WHAT YOU NEED TO DO: The line containing "black iron gate" marks the start; return it and every line after it in the listing below, exactly, through the last.

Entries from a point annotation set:

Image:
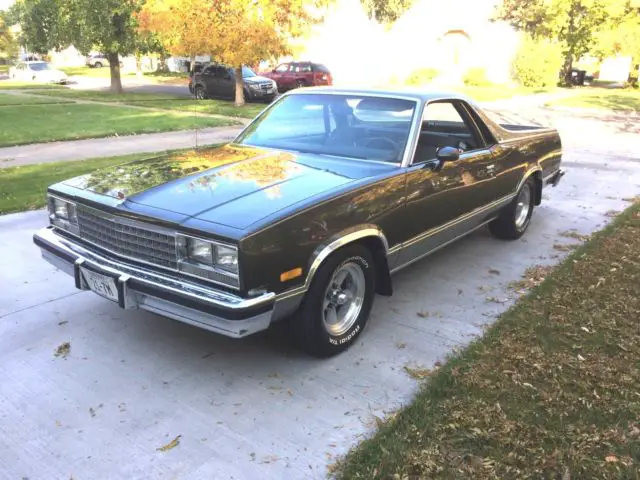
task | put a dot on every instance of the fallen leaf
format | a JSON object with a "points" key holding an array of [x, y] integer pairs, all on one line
{"points": [[172, 444], [63, 350]]}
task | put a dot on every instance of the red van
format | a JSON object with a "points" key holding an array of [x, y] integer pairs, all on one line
{"points": [[299, 74]]}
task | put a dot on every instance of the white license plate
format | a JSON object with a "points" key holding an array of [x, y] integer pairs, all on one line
{"points": [[101, 284]]}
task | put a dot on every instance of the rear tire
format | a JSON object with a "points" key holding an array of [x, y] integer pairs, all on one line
{"points": [[336, 307], [515, 218]]}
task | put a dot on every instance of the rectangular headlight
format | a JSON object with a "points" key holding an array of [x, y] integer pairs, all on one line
{"points": [[62, 213], [208, 259]]}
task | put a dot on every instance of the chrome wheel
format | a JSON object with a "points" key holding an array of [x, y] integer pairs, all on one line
{"points": [[523, 206], [343, 298]]}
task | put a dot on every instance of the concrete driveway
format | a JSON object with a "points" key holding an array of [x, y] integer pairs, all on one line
{"points": [[132, 381]]}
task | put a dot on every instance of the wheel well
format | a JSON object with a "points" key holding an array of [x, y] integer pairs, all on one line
{"points": [[537, 177], [383, 276]]}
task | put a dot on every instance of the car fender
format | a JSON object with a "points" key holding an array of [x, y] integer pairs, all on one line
{"points": [[358, 233]]}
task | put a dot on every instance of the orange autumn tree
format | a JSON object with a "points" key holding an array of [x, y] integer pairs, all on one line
{"points": [[183, 27], [233, 32]]}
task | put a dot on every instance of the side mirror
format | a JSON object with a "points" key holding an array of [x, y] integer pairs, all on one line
{"points": [[448, 154]]}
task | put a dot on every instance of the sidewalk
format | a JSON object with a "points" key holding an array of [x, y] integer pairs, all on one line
{"points": [[111, 146]]}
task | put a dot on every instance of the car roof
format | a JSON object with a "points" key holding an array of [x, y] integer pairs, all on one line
{"points": [[400, 92]]}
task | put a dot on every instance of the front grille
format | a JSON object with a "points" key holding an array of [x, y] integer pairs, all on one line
{"points": [[126, 238]]}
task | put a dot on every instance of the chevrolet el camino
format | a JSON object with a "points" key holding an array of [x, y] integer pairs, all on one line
{"points": [[304, 216]]}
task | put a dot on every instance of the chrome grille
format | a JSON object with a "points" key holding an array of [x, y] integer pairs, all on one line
{"points": [[126, 238]]}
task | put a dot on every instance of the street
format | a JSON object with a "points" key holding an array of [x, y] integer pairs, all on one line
{"points": [[132, 381]]}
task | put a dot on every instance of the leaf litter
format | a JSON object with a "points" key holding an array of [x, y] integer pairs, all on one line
{"points": [[550, 391]]}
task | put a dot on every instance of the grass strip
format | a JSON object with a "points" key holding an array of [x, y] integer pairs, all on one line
{"points": [[164, 101], [600, 98], [550, 391], [26, 124]]}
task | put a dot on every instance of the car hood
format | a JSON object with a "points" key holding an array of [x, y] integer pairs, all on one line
{"points": [[257, 79], [232, 185]]}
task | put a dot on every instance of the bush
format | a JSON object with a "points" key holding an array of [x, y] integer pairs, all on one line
{"points": [[476, 77], [421, 76], [537, 63]]}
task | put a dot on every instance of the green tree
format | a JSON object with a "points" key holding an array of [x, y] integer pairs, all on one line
{"points": [[386, 11], [109, 26], [620, 34], [574, 23]]}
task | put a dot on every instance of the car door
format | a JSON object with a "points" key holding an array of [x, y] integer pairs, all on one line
{"points": [[445, 199], [227, 81], [208, 80]]}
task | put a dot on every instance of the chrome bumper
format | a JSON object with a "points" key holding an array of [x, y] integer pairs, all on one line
{"points": [[176, 298]]}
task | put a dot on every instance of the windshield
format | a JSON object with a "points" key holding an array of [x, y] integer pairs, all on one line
{"points": [[247, 72], [39, 66], [355, 126]]}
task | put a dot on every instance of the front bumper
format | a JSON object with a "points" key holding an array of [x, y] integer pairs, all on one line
{"points": [[177, 298]]}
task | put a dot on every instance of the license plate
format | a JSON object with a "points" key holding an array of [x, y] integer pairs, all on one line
{"points": [[103, 285]]}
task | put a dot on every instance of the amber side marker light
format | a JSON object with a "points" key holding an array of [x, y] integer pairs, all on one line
{"points": [[296, 272]]}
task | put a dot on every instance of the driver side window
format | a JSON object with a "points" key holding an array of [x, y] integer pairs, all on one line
{"points": [[444, 126]]}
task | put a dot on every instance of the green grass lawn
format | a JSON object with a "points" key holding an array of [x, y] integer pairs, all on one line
{"points": [[14, 85], [601, 98], [550, 391], [44, 123], [24, 188], [164, 101], [7, 99]]}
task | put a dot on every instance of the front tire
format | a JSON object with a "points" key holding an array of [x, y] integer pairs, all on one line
{"points": [[515, 218], [336, 308], [199, 93]]}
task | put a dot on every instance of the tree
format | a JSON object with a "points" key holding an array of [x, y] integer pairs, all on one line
{"points": [[109, 26], [572, 22], [182, 27], [8, 43], [620, 34], [386, 11], [234, 32]]}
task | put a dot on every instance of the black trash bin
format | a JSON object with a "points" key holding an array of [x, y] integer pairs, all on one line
{"points": [[577, 76]]}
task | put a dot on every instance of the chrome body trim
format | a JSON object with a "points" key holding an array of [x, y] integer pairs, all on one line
{"points": [[433, 239], [174, 297], [352, 235]]}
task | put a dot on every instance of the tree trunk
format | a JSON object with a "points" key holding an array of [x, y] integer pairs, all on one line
{"points": [[239, 87], [114, 67], [138, 65], [567, 67], [162, 67]]}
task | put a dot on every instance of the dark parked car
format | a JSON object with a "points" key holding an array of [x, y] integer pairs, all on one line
{"points": [[304, 216], [220, 81], [300, 74]]}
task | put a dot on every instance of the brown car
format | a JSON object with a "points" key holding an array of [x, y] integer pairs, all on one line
{"points": [[299, 74], [304, 216]]}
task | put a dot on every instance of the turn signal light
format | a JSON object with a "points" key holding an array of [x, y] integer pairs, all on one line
{"points": [[296, 272]]}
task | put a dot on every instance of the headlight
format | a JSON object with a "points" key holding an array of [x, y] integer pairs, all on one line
{"points": [[62, 213], [226, 258], [208, 259]]}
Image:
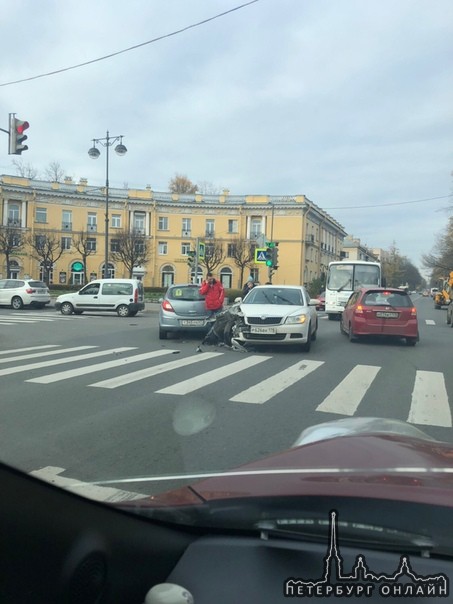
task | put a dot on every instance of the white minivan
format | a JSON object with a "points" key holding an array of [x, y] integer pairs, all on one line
{"points": [[123, 296]]}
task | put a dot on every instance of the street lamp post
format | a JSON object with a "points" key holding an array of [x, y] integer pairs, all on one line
{"points": [[94, 153]]}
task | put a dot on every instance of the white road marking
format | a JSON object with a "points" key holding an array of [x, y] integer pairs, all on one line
{"points": [[85, 489], [346, 397], [142, 374], [430, 404], [16, 350], [33, 355], [270, 387], [210, 377], [123, 361], [77, 357]]}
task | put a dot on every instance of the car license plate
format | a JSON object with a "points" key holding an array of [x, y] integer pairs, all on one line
{"points": [[191, 323], [265, 330]]}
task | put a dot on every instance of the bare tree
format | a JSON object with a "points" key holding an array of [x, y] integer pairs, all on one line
{"points": [[131, 248], [11, 242], [54, 172], [181, 184], [242, 251], [214, 255], [46, 248], [83, 246], [24, 170]]}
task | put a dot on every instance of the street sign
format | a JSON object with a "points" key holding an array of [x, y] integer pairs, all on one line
{"points": [[260, 255]]}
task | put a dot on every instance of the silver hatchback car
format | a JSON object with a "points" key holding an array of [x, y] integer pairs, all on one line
{"points": [[18, 293], [182, 309]]}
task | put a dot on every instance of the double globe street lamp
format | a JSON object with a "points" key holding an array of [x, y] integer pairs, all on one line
{"points": [[94, 153]]}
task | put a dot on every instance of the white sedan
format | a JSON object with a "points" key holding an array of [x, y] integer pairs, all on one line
{"points": [[278, 314]]}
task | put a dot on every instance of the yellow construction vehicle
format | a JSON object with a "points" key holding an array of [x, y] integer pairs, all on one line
{"points": [[445, 294]]}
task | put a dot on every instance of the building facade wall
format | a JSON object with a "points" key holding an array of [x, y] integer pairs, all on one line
{"points": [[308, 237]]}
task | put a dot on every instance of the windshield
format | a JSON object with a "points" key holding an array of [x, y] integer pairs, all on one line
{"points": [[190, 193]]}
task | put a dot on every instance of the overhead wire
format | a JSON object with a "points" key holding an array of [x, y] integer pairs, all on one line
{"points": [[124, 50]]}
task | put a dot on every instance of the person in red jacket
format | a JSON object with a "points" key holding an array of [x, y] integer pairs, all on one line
{"points": [[214, 294]]}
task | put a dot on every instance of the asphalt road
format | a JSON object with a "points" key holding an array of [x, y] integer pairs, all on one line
{"points": [[97, 397]]}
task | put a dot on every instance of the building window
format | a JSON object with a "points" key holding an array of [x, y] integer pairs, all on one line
{"points": [[13, 214], [139, 246], [226, 277], [231, 250], [139, 223], [41, 214], [116, 221], [66, 243], [186, 227], [210, 223], [255, 227], [92, 222], [163, 223], [233, 226], [167, 276]]}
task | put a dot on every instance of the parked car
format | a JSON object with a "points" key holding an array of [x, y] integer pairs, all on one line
{"points": [[123, 296], [321, 301], [380, 311], [278, 314], [182, 309], [18, 293]]}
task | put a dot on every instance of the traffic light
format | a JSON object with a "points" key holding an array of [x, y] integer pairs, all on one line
{"points": [[269, 256], [275, 256], [16, 135], [190, 258]]}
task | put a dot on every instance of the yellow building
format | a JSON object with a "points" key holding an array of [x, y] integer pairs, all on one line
{"points": [[171, 224]]}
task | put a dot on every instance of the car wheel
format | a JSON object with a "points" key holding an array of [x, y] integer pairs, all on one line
{"points": [[17, 303], [228, 334], [66, 308], [351, 334], [315, 333], [306, 347], [123, 310]]}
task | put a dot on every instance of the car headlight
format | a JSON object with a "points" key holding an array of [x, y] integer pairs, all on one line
{"points": [[296, 319]]}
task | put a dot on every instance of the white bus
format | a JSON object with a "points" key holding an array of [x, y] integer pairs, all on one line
{"points": [[344, 277]]}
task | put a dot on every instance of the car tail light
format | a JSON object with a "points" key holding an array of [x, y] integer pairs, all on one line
{"points": [[167, 306]]}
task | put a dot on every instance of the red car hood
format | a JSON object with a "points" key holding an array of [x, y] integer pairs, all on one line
{"points": [[379, 466]]}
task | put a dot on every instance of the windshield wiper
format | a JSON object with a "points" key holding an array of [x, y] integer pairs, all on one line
{"points": [[350, 533]]}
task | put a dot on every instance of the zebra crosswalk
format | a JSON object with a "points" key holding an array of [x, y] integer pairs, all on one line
{"points": [[429, 401], [28, 318]]}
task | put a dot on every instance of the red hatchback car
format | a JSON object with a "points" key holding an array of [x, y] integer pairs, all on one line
{"points": [[380, 311]]}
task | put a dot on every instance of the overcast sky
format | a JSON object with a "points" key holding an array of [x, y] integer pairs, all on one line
{"points": [[349, 102]]}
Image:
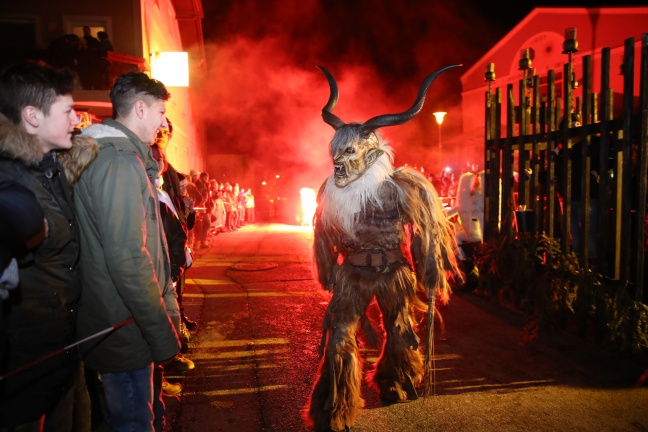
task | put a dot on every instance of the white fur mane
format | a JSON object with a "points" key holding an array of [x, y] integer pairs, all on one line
{"points": [[342, 206]]}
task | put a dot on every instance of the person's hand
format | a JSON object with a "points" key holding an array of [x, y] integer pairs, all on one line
{"points": [[8, 279], [188, 202]]}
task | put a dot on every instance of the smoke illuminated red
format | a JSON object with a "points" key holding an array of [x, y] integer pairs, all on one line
{"points": [[264, 94]]}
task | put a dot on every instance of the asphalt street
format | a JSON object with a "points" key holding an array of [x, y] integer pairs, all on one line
{"points": [[255, 350]]}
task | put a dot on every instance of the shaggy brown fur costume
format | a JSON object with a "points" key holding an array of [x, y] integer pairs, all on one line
{"points": [[405, 205], [379, 233]]}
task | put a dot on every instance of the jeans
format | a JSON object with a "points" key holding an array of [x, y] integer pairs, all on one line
{"points": [[129, 398]]}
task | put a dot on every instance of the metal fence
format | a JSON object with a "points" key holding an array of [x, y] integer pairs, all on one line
{"points": [[562, 154]]}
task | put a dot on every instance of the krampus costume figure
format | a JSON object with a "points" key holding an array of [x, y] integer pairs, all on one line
{"points": [[379, 232]]}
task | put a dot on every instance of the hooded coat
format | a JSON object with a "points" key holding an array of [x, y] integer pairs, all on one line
{"points": [[125, 263], [39, 316]]}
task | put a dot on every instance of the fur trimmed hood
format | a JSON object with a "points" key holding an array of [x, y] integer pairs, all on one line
{"points": [[98, 131], [16, 143], [75, 160]]}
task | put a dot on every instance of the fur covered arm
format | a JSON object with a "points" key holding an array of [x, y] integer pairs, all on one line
{"points": [[324, 252], [433, 239]]}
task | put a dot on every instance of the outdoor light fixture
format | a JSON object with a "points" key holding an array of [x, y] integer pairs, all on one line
{"points": [[439, 115], [171, 68]]}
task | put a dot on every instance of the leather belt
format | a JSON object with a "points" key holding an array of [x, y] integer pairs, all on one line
{"points": [[377, 259]]}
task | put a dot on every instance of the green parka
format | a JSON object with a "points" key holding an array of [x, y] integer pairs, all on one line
{"points": [[124, 264]]}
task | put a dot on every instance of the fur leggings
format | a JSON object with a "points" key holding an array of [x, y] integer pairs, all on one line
{"points": [[336, 399]]}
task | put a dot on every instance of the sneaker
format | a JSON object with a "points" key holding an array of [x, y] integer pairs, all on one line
{"points": [[171, 389], [181, 363]]}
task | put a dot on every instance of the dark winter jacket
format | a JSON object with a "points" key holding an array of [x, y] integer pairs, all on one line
{"points": [[39, 316], [125, 264]]}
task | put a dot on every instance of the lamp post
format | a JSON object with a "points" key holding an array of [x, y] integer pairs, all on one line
{"points": [[439, 115]]}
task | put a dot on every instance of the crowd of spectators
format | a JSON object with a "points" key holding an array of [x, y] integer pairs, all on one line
{"points": [[86, 56]]}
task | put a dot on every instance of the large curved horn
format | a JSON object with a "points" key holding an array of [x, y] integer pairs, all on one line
{"points": [[327, 115], [395, 119]]}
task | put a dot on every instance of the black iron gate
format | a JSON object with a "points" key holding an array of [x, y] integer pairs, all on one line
{"points": [[561, 155]]}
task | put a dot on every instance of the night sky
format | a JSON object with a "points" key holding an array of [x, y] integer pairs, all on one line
{"points": [[264, 93]]}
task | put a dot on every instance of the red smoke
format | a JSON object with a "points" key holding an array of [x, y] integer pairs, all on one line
{"points": [[264, 94]]}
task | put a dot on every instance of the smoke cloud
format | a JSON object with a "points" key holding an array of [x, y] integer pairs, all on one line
{"points": [[263, 95]]}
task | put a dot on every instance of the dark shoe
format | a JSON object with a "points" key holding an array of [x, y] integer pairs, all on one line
{"points": [[191, 325], [171, 389], [181, 363]]}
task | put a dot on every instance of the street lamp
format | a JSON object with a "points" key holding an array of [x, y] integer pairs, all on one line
{"points": [[439, 115]]}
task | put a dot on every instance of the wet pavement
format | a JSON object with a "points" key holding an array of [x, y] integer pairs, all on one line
{"points": [[255, 351]]}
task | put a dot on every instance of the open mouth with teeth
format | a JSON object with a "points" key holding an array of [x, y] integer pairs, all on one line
{"points": [[340, 170]]}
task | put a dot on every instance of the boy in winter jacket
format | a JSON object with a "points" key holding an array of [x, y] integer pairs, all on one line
{"points": [[126, 273], [37, 119]]}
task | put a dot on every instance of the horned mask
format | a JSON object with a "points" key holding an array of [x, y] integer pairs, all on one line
{"points": [[356, 146]]}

TASK RESPONSE:
task | put a dot on every instance of the black iron gate
format | a JSON object with a "points" key holding an array of [x, y] integer pairs, all on one line
{"points": [[561, 155]]}
task | put a dot on every instance of the night sky
format | a JSON object with a "points" key holding an array of [x, y] integer pairs, all on one line
{"points": [[264, 93]]}
task | put a dot on every instance of the red smoke
format | a JSON object with a "points" key holding an array of [x, y] integer pairs, all on one line
{"points": [[264, 94]]}
task | put a dot on every instance of the smoke cloud
format | a JSON object with a "points" key holding an array of [x, y] integer pairs, all on one line
{"points": [[263, 95]]}
task | put a dot on every instance of the dark shoe
format | a JSON object with a "points" key holding an array of [x, y] integer pairs, all on one line
{"points": [[191, 325], [171, 389], [181, 363]]}
task | put a dot on every instance of the street lamp
format | a JSON object with a "points" key holding an array of [x, y] integer pairs, all on one line
{"points": [[439, 115]]}
task | put a dot on every instance of the wet pavement
format | a JSON object with a "points" key holding an array of [x, y] integer pairs, all on one line
{"points": [[255, 351]]}
task | put a dot on every instance of the open mouth with teeth
format | a JSON object with a "points" key holding an array of [x, y] integer pairs, all on one line
{"points": [[340, 170]]}
task | put a dot on every instance of the boy in winter jacket
format | a JSON object with a "points" key holding an array of [x, y] integer pairs, all on one line
{"points": [[126, 273], [37, 119]]}
task | put a dot on every instance of the horned mask
format | a JSON object with a "points" key holding an array of [x, y] integer pairs, all on one line
{"points": [[356, 146]]}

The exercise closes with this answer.